DOCUMENT SEGMENT: Begin

Yes, Linn became a common spelling in the late 17th century and even appears that way on some Ayrshire maps of that period. However, the spelling in Ayrshire eventually reverted back to Lynn, the most common spelling in 13th-16th century documents. In Dalry, Ayrshire, seat of the family, modern maps show Lynn Falls, Lynn Glen, Lynn Avenue, etc. My Scottish records go back, in some cases, to the 12th.
It's interesting that you mention Londonderry. One member of the Y-DNA project of which I'm administrator is descended from James Lynn, who was born in Londonderry (a/k/a Derry) in 1790, moved to Knockahollet in County Antrim, and emigrated from there in the early 1850s. His gravestone states specifically that he was born in Derry. Here, he and his family settled in Exeter, Green County, Wisconsin.
In any case, it's important to keep in mind that the way a particular name is spelled should not become a stumbling-block to your research. The Lynns/Linns are a perfect example. You might wonder how I know the Ayrshire family had their name spelled seven different ways. The thing is that they owned several properties and appear in numerous documents concerning those very properties, and have their name spelled different ways at different times. The spelling of names just wasn't consistent in those days.
I hope your research goes well and leads you to interesting things!

DOCUMENT SEGMENT: End
RECORDED DATA: Begin

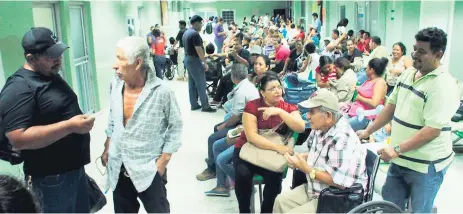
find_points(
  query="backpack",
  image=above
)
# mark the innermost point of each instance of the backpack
(209, 28)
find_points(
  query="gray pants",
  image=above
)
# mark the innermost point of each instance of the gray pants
(196, 82)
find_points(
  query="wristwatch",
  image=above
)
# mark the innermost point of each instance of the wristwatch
(397, 149)
(312, 173)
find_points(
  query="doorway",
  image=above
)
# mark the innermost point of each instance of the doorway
(281, 12)
(83, 69)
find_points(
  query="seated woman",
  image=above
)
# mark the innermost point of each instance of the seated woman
(344, 86)
(222, 149)
(296, 62)
(261, 66)
(325, 72)
(264, 113)
(397, 64)
(15, 198)
(370, 94)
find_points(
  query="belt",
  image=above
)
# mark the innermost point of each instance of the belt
(425, 161)
(124, 171)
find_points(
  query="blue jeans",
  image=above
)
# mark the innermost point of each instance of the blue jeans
(223, 154)
(358, 125)
(63, 193)
(196, 82)
(219, 45)
(402, 183)
(159, 65)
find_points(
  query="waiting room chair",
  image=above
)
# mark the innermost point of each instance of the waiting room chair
(258, 180)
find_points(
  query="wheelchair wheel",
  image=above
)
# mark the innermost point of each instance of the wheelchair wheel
(169, 72)
(377, 207)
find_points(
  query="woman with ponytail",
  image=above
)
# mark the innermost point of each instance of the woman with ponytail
(370, 94)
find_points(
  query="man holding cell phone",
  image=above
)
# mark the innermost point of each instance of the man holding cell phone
(41, 118)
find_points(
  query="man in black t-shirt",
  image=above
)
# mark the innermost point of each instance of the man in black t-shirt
(236, 55)
(181, 51)
(352, 51)
(196, 65)
(41, 118)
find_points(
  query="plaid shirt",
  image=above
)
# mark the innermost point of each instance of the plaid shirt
(155, 128)
(339, 153)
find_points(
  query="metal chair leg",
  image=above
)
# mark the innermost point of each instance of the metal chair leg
(253, 202)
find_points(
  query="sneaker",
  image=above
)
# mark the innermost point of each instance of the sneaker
(214, 103)
(211, 110)
(205, 175)
(230, 183)
(218, 192)
(196, 108)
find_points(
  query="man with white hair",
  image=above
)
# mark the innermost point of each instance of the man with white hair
(144, 129)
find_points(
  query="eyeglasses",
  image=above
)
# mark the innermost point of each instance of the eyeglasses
(274, 88)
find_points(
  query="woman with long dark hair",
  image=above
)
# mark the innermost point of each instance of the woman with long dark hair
(159, 58)
(264, 113)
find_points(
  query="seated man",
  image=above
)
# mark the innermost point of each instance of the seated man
(223, 149)
(236, 54)
(243, 92)
(335, 158)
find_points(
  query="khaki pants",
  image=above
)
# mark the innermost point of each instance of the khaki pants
(180, 57)
(297, 200)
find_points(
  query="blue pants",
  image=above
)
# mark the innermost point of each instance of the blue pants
(63, 193)
(196, 82)
(223, 154)
(159, 65)
(402, 183)
(362, 76)
(217, 135)
(219, 45)
(358, 125)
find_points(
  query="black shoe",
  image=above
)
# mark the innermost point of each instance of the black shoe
(209, 109)
(195, 108)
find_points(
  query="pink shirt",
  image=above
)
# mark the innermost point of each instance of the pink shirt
(282, 53)
(365, 90)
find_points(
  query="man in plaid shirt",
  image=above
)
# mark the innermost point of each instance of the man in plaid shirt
(335, 158)
(144, 130)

RECORDED DATA: End

WORK INSTRUCTIONS:
1. Retype the passage about the Lynn surname, starting at "In any case, it's" and ending at "in those days.".
2. Answer these from the passage about the Lynn surname:
(a) Which spelling was most common in 13th–16th century documents?
(b) In what year was James Lynn born?
(c) Where did James Lynn and his family settle?
Rely only on the passage about the Lynn surname; disregard the items.

ANSWERS BY TASK:
1.
In any case, it's important to keep in mind that the way a particular name is spelled should not become a stumbling-block to your research. The Lynns/Linns are a perfect example. You might wonder how I know the Ayrshire family had their name spelled seven different ways. The thing is that they owned several properties and appear in numerous documents concerning those very properties, and have their name spelled different ways at different times. The spelling of names just wasn't consistent in those days.

2.
(a) Lynn
(b) 1790
(c) Exeter, Green County, Wisconsin